Labeled area outline items
··········
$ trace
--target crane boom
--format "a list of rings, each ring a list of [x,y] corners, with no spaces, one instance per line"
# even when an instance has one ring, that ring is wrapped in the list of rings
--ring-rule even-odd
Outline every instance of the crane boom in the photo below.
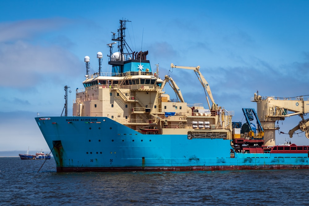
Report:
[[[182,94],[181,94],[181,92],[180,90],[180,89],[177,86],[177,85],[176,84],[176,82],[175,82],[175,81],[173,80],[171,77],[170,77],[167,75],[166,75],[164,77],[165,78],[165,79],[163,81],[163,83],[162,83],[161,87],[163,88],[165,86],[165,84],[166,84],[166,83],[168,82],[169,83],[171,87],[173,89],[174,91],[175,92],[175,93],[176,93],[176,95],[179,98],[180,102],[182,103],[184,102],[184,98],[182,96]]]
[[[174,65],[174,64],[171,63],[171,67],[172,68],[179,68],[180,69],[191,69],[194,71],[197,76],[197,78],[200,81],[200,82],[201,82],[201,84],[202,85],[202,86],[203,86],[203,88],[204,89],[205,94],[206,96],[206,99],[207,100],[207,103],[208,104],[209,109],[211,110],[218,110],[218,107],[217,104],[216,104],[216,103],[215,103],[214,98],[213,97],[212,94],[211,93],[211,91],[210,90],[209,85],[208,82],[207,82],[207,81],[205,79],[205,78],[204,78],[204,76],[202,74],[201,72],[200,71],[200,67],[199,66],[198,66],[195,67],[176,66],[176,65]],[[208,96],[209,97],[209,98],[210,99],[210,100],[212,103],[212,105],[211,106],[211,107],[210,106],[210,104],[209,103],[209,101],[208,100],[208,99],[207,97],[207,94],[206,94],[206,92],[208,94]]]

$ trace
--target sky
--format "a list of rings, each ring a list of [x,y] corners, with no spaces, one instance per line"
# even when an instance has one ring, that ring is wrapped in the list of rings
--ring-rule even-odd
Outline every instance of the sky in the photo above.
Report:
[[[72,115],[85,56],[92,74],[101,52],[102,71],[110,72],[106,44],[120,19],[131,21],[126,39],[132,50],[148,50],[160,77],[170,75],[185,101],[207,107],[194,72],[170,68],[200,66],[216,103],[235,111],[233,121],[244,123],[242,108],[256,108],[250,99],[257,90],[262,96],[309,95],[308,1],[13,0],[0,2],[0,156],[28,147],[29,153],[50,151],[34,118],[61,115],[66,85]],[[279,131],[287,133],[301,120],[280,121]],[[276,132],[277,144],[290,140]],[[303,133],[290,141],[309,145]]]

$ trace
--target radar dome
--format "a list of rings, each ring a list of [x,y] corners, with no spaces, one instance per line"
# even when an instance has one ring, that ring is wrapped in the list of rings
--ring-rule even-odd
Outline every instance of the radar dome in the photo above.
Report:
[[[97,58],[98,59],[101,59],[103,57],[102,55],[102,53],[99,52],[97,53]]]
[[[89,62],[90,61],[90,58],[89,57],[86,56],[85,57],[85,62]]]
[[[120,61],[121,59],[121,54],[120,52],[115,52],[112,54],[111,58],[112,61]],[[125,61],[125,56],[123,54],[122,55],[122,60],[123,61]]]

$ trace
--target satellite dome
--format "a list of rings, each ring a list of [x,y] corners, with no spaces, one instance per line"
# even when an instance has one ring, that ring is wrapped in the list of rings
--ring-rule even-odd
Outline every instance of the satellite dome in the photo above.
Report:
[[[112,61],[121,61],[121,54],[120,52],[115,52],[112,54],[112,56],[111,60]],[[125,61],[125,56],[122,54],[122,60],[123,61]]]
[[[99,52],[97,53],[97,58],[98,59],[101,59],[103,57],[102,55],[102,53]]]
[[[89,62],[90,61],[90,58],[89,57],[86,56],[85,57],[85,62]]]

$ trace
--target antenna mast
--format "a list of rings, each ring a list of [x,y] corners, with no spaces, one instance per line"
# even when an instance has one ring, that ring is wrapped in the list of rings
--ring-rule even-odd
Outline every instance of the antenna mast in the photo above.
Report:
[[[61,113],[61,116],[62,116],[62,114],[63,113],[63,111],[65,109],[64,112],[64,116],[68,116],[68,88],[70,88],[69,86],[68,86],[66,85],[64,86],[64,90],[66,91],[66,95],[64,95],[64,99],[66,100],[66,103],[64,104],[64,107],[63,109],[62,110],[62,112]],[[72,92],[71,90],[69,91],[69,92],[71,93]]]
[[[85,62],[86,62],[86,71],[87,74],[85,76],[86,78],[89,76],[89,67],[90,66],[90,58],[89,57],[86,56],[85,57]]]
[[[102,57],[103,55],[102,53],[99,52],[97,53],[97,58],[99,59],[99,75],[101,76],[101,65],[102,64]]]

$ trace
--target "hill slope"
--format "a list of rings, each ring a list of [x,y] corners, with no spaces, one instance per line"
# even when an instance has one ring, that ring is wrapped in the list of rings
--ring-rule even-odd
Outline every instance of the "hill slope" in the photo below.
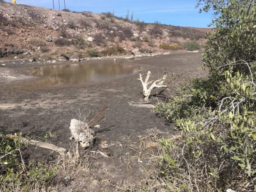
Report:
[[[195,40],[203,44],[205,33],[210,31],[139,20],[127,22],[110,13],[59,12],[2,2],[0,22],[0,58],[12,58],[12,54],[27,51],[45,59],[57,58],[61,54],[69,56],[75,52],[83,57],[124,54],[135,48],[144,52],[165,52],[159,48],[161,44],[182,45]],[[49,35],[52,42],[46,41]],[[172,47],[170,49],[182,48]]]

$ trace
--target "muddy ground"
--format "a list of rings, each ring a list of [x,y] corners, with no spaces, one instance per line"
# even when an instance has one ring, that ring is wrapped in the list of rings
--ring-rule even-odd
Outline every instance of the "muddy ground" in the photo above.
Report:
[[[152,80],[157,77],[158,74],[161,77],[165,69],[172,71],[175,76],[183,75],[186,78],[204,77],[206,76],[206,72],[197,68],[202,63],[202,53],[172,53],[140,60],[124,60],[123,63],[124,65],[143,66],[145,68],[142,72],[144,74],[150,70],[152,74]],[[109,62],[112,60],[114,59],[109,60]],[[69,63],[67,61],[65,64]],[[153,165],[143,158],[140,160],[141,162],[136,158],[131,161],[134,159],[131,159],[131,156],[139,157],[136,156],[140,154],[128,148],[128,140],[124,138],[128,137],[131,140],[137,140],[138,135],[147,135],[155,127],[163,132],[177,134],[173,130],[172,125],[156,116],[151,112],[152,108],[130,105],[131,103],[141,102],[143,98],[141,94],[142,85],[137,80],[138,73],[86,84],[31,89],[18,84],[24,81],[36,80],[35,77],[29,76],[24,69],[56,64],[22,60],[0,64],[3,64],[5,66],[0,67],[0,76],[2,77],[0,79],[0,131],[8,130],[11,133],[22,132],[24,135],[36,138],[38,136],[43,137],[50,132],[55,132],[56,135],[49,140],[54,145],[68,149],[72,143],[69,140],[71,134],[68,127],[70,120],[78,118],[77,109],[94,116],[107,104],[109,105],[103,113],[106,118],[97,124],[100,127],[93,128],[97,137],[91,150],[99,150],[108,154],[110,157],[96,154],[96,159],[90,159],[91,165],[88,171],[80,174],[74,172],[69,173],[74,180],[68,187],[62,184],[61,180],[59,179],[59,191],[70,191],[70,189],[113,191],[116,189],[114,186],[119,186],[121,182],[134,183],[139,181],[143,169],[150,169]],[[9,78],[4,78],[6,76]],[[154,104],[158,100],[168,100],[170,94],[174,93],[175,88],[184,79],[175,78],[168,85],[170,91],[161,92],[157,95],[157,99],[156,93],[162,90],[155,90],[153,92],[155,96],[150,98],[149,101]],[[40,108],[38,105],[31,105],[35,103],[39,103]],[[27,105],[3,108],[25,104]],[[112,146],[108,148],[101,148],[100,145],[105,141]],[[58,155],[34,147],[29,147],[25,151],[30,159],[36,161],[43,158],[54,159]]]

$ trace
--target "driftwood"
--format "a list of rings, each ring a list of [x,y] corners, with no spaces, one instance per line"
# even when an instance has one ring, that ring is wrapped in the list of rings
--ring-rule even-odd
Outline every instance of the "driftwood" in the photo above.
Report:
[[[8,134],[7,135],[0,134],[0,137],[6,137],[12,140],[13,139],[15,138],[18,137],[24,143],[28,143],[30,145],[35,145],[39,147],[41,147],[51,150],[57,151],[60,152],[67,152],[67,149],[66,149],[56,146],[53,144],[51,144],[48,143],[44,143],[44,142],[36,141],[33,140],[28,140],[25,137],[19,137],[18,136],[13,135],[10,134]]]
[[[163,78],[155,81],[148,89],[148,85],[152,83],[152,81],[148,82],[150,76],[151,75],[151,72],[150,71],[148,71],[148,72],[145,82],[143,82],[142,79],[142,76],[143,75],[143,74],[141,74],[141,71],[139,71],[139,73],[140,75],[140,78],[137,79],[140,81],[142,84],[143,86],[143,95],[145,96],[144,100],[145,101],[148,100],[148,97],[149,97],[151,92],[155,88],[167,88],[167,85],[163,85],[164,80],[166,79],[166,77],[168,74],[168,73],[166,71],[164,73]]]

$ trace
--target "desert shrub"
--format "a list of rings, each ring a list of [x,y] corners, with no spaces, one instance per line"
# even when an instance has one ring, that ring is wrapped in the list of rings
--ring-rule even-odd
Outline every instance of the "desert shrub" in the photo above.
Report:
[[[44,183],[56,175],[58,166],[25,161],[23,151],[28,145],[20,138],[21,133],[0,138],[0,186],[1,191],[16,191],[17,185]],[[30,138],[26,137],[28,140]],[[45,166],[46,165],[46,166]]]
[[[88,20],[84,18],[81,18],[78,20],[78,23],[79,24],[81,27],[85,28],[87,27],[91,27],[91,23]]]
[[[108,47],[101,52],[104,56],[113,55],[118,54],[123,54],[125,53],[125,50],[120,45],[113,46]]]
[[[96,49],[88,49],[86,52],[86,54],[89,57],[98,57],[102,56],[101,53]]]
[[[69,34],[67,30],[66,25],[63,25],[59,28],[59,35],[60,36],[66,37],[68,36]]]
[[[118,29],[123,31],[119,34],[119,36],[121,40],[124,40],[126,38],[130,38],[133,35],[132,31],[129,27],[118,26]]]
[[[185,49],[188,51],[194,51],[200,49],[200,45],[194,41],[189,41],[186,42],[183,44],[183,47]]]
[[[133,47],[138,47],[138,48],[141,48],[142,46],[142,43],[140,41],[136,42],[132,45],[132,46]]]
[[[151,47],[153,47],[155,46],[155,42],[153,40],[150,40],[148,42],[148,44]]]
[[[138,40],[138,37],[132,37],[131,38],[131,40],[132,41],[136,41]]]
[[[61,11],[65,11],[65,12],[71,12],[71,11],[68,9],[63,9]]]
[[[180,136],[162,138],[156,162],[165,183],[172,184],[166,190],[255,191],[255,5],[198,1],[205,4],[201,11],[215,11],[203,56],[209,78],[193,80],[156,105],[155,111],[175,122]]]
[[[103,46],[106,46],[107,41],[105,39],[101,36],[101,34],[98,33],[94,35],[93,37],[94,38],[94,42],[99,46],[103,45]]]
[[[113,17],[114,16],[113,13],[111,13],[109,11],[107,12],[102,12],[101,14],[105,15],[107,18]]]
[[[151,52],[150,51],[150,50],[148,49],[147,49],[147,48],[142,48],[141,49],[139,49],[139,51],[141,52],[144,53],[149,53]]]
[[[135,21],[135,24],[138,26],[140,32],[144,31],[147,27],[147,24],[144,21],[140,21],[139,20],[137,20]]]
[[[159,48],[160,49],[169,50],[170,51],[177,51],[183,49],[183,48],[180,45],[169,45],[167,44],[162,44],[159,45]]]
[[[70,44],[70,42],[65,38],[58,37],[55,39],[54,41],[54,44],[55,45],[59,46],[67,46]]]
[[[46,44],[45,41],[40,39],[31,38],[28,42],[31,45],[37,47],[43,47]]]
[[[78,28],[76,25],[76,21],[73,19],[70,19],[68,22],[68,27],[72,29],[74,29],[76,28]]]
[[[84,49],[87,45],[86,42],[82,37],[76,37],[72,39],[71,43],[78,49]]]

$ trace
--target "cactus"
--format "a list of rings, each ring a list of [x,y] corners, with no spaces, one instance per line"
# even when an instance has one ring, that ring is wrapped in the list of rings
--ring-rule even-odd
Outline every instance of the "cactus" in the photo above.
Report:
··········
• [Task prompt]: Gather every line of the rows above that contains the string "driftwood", matching case exactly.

• [Answer to this exercise]:
--target "driftwood"
Outline every instance of the "driftwood" in the photo above.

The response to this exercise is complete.